__Exercise text__.
BEGIN
P. S. S. I do think there’s a way to get at this. We ask our police to do too much. The rest of us need to step up and do more. That includes, for example, having trained non-police teams ready and able to deal with mental health crises so that it’s not routine for four armed police officers to be the first responders to a failed suicide attempt (as is the case in some jurisdictions). (Patrick Skinner has an enormously valuable perspective on this.)
If you are explaining you are losing. The instant I first heard “defund the police” I shuddered. As slogans go, it is an own goal of the first order.
Exactly. ‘Defund’ was a whole new level of stupid. Trying to defend it by differentiating between ‘what we meant’ and ‘what is understood’ is, in political terms, ridiculous. Sort of like MAGAts explaining that white power is just innocent ethnic pride. The net result will be political losses for liberals, and more funding for cops. White progressives seized ‘Black Lives Matter’, made it into something politically toxic, and in the process left Black victims of police in the lurch. Time to own that.
END
__Data provided__.
BEGIN
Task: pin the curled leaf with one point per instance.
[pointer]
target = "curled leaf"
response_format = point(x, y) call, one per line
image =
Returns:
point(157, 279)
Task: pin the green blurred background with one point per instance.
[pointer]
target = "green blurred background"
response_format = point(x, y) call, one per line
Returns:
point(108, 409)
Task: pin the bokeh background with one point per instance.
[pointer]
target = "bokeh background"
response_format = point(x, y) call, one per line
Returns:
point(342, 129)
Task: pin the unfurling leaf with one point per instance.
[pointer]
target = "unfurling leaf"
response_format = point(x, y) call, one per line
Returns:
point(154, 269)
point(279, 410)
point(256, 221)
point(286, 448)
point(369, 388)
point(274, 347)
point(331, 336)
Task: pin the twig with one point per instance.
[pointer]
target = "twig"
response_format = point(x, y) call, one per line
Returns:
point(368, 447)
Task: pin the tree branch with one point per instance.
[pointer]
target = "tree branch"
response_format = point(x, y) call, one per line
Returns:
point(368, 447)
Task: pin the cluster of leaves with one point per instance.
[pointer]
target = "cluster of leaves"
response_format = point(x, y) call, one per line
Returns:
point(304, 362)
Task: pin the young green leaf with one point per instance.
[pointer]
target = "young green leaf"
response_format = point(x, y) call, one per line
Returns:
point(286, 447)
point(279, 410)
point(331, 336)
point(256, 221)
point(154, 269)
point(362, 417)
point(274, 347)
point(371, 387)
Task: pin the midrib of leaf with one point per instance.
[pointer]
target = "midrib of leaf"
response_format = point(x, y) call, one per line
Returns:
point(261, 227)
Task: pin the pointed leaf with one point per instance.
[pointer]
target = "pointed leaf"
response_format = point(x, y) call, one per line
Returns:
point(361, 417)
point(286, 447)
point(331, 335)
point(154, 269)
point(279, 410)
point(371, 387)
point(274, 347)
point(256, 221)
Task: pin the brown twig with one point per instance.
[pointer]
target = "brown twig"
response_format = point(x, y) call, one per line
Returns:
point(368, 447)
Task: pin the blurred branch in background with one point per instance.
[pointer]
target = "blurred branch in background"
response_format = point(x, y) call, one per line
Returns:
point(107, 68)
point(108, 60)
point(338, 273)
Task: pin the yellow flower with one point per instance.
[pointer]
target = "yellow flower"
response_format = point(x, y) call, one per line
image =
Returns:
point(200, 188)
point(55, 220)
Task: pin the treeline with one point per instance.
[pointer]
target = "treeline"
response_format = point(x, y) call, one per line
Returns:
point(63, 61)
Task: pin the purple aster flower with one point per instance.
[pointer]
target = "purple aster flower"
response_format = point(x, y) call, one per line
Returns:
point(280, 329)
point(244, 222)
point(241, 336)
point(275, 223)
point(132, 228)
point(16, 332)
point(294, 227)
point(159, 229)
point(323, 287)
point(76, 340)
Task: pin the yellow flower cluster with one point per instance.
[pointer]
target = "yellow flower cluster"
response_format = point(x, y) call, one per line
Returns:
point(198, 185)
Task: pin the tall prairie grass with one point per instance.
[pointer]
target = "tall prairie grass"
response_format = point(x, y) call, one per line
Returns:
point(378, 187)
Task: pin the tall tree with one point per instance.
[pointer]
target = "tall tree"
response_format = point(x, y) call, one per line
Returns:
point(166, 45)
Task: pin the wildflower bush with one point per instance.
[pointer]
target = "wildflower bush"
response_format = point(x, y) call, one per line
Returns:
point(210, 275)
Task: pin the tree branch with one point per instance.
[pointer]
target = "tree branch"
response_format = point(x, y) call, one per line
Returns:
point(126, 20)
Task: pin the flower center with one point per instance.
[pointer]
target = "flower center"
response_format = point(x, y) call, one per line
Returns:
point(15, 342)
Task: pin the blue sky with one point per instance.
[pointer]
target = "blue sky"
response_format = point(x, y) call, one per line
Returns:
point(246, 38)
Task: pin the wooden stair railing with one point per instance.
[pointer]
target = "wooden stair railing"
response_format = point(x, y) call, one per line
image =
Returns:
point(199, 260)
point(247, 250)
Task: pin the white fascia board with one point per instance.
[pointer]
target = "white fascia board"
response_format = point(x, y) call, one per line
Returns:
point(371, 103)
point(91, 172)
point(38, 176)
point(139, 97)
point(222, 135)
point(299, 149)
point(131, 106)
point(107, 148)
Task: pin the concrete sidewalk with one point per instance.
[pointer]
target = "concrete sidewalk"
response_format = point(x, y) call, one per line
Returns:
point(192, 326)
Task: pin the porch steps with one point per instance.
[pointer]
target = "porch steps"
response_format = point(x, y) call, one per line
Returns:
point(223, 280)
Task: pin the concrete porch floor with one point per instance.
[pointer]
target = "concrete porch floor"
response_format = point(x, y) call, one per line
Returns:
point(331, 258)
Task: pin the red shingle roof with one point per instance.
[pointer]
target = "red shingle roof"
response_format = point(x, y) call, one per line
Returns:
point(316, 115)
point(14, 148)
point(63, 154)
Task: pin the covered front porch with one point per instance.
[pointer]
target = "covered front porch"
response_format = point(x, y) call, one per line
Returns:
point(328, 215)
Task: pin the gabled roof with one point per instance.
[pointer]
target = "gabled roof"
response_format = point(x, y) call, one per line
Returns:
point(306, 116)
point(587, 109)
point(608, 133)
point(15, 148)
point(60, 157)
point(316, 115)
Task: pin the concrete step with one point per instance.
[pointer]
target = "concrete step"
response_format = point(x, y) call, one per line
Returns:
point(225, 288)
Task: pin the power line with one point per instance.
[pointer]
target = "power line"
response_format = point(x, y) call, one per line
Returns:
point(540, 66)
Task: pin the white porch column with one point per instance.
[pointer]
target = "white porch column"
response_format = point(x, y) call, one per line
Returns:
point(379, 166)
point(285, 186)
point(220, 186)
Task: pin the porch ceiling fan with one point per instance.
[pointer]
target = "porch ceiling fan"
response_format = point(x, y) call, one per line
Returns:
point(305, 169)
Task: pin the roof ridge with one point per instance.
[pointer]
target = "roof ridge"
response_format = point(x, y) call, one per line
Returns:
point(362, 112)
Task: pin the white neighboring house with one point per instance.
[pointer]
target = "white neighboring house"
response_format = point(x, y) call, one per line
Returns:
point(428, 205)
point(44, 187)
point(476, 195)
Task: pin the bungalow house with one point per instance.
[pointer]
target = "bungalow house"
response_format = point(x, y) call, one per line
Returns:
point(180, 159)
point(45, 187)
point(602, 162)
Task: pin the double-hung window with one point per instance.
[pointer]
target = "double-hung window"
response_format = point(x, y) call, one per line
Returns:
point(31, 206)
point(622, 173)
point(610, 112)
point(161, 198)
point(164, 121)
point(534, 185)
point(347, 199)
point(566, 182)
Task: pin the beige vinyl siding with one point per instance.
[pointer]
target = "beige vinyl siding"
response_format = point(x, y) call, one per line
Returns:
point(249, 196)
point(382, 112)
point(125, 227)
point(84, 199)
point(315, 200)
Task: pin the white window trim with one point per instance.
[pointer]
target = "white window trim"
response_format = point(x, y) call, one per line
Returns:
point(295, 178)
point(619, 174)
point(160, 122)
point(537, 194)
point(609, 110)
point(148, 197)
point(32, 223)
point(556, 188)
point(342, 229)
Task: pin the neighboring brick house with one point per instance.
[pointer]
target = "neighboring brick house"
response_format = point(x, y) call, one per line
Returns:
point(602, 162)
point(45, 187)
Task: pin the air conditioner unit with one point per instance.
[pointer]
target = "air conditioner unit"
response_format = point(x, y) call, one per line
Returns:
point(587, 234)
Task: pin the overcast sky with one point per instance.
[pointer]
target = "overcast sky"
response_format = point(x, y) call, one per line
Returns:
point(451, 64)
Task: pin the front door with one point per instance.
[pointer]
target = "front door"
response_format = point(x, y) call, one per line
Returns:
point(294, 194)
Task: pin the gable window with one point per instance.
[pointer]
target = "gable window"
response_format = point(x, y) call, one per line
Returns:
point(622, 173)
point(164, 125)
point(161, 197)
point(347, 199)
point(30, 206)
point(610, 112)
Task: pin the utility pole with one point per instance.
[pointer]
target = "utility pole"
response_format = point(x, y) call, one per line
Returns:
END
__Problem description__. Carry on the comment thread about policing and the "defund the police" slogan, beginning right after its final sentence.

__Exercise response__.
Would you also condemn the the response Teixeira is suggesting: a “tough on crime” approach? My point was to say that we should reject both.
Democrats spent decades trying to dig out from under the ‘soft on crime’ charge. Last time we accomplished that by supporting some appalling laws. Three strikes laws in California, for example. We should absolutely not do that because it is morally reprehensible. And we certainly should not abandon our strong opposition to police brutality.
But standing pat on Defund is just a political surrender in every city and every state. How about we start by openly admitting the obvious: Defund was a stupid slogan we should have strangled at birth. Then, we should propose a policy that rewards good policing, that embodies what we say we meant by ‘defund.’ Rather than the knee-jerk ‘not enough,’ or, ‘more, much much more,’ praise departments that are making an effort, and push funds to those departments. We should engage police unions, which have created much of the problem with their blind support of any officer no matter how rotten, and show that we are interested in working with them and through them to achieve more accountability. We should be and could be natural allies with the unions.
The current leaders of the Democratic Party – including the president and the vice president (as well as their appointees at DOJ) – do not support defunding the police (as it is defined by right wingers to smear Democrats). As such, giving the slogan oxygen feeds right into right wing smears. I’d suggest that it is better to be proactive and talk about moving forward with a “smart on crime” approach.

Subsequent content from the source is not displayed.